----- TESTO DATO -----
Nel 2023 gli impianti ad energia solare hanno avuto una forte ripresa: 5,2 giga watt che è un po’ un record degli impianti solari, parliamo di diverse centinaia di miliardi, credo circa 200mila in un solo anno. L’eolico invece molto meno, 0 ,5 GW rispetto ai 5, 2 del solare cioè 5 volte in meno anche se la produttività delle pale eoliche è circa il doppio in termini di energia a parità di potenza del pannello solare.
Si può fare di più e si deve fare di più. Adesso siamo intorno al 37 % del fabbisogno elettrico soddisfatto con rinnovabili, dovremmo arrivare al 75-80 % entro il 2030, quindi si tratta di una vera corsa per rispettare i target della tutela del clima, della decarbonizzazione.
Perché l’Italia è in ritardo sulla decarbonizzazione come ha affermato lei?
Alcuni istituti internazionali hanno presentato a Dubai un rapporto ed è stata un’amara sorpresa: dall’accordo di Parigi 2015 alla COP 28 di Dubai nel 2023, siamo scesi dal diciannovesimo posto al quarantaseiesimo fra sessantadue. Queste sono le ragioni: una è, come abbiamo detto, la crescita troppo lenta, anche se c’è ma non è sufficiente, delle fonti energetiche rinnovabili.
-----
**CONSEGNA A**
Puoi copiare senza alcuna modifica il passo del testo sulle rinnovabili in Italia che comincia con "Nel 2023 gli" e prosegue fino a "ha affermato lei?"?
----- DATI DI INPUT -----
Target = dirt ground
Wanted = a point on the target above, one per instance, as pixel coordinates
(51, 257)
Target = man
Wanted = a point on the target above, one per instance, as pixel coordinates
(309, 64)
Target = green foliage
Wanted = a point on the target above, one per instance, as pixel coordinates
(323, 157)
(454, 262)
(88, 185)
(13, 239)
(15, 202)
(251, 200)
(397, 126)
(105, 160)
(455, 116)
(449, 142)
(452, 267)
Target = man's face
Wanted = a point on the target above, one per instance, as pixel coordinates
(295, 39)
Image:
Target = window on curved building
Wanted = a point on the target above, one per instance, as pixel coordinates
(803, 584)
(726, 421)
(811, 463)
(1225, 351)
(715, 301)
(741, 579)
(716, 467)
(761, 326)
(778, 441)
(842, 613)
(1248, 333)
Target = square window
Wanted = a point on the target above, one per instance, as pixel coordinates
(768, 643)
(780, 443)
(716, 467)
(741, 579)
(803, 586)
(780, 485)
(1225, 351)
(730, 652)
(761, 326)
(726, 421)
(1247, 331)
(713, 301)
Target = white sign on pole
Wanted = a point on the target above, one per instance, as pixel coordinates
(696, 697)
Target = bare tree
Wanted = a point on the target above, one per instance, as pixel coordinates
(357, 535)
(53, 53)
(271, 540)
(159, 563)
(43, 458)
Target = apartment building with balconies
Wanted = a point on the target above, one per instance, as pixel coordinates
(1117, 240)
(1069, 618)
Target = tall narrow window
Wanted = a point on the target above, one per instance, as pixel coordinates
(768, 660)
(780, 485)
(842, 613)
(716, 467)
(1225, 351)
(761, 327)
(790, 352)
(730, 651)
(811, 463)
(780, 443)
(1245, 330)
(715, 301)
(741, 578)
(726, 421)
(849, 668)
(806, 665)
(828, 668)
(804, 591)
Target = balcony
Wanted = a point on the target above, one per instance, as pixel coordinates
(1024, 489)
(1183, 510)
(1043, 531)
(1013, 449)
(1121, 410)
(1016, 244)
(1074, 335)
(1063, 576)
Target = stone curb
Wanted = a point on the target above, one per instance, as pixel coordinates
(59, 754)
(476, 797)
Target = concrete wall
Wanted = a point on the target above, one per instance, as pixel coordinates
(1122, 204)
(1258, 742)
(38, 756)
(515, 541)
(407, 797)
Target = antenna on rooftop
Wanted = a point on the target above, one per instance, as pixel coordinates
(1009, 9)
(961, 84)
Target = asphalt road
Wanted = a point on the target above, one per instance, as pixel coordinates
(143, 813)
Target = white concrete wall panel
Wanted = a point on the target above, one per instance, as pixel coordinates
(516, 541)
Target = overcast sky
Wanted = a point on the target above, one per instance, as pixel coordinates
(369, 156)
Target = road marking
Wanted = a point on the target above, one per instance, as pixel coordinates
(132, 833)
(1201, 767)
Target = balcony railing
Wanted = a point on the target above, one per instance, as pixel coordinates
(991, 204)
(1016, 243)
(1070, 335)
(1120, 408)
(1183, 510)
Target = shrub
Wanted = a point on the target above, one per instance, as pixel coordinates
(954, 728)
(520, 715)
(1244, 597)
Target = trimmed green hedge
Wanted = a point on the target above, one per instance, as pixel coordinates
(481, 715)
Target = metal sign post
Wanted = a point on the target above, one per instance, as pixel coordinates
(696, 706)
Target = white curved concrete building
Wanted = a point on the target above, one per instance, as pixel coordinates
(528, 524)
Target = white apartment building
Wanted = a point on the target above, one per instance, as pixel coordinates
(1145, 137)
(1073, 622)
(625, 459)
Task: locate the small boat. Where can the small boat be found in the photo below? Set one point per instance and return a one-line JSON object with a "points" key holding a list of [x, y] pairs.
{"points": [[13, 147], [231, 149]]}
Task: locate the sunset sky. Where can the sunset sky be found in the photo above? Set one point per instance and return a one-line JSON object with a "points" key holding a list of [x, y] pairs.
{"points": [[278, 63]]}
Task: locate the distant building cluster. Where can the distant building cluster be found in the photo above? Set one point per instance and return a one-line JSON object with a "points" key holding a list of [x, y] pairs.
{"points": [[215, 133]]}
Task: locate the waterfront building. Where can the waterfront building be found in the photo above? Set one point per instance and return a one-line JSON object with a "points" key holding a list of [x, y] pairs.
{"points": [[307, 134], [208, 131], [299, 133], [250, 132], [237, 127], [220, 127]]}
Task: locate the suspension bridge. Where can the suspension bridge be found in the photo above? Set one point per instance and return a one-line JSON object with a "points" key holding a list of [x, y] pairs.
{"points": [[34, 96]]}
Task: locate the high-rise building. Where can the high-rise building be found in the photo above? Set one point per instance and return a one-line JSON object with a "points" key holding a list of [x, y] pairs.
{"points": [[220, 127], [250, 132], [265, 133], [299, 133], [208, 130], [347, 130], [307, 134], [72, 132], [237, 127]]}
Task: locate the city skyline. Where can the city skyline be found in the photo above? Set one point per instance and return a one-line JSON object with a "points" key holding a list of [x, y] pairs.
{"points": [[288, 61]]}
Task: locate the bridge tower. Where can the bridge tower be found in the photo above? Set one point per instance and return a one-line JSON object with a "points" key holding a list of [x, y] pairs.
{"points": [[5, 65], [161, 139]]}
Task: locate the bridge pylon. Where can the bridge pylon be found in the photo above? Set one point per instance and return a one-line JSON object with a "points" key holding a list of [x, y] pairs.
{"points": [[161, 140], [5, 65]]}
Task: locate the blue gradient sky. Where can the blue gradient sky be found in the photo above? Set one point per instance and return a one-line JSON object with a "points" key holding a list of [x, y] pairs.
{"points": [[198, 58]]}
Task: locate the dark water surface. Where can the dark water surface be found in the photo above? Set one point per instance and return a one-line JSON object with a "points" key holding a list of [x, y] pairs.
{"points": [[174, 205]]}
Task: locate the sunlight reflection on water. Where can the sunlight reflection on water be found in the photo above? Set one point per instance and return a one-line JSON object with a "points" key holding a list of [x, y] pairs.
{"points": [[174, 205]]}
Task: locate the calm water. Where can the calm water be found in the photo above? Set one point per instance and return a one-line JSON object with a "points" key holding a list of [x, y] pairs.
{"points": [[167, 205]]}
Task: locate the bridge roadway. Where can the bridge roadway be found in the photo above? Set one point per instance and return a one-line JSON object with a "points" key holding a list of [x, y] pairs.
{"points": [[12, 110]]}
-----
**CONSEGNA B**
Puoi rendere come CSV a due colonne, "richiesta" e "risposta", le righe dei dati di input a partire da quella che contiene "Task: locate the bridge pylon." e proseguendo fino all'ultima riga dei dati? Ogni richiesta va su una riga del CSV insieme alla sua risposta, con ciascun campo tra virgolette e gli a capo sostituiti da spazi.

**RISULTATO CORRETTO A**
Nel 2023 gli impianti ad energia solare hanno avuto una forte ripresa: 5,2 giga watt che è un po’ un record degli impianti solari, parliamo di diverse centinaia di miliardi, credo circa 200mila in un solo anno. L’eolico invece molto meno, 0 ,5 GW rispetto ai 5, 2 del solare cioè 5 volte in meno anche se la produttività delle pale eoliche è circa il doppio in termini di energia a parità di potenza del pannello solare.
Si può fare di più e si deve fare di più. Adesso siamo intorno al 37 % del fabbisogno elettrico soddisfatto con rinnovabili, dovremmo arrivare al 75-80 % entro il 2030, quindi si tratta di una vera corsa per rispettare i target della tutela del clima, della decarbonizzazione.
Perché l’Italia è in ritardo sulla decarbonizzazione come ha affermato lei?

**RISULTATO CORRETTO B**
richiesta,risposta
"Task: locate the bridge pylon. Where can the bridge pylon be found in the photo above? Set one point per instance and return a one-line JSON object with a ""points"" key holding a list of [x, y] pairs.","{""points"": [[161, 140], [5, 65]]}"
"Task: locate the blue gradient sky. Where can the blue gradient sky be found in the photo above? Set one point per instance and return a one-line JSON object with a ""points"" key holding a list of [x, y] pairs.","{""points"": [[198, 58]]}"
"Task: locate the dark water surface. Where can the dark water surface be found in the photo above? Set one point per instance and return a one-line JSON object with a ""points"" key holding a list of [x, y] pairs.","{""points"": [[174, 205]]}"
"Task: locate the sunlight reflection on water. Where can the sunlight reflection on water be found in the photo above? Set one point per instance and return a one-line JSON object with a ""points"" key holding a list of [x, y] pairs.","{""points"": [[174, 205]]}"
"Task: locate the calm water. Where can the calm water be found in the photo above? Set one point per instance and return a one-line JSON object with a ""points"" key holding a list of [x, y] pairs.","{""points"": [[167, 205]]}"
"Task: locate the bridge roadway. Where can the bridge roadway be found in the photo above? Set one point per instance and return a one-line JSON object with a ""points"" key holding a list of [x, y] pairs.","{""points"": [[12, 110]]}"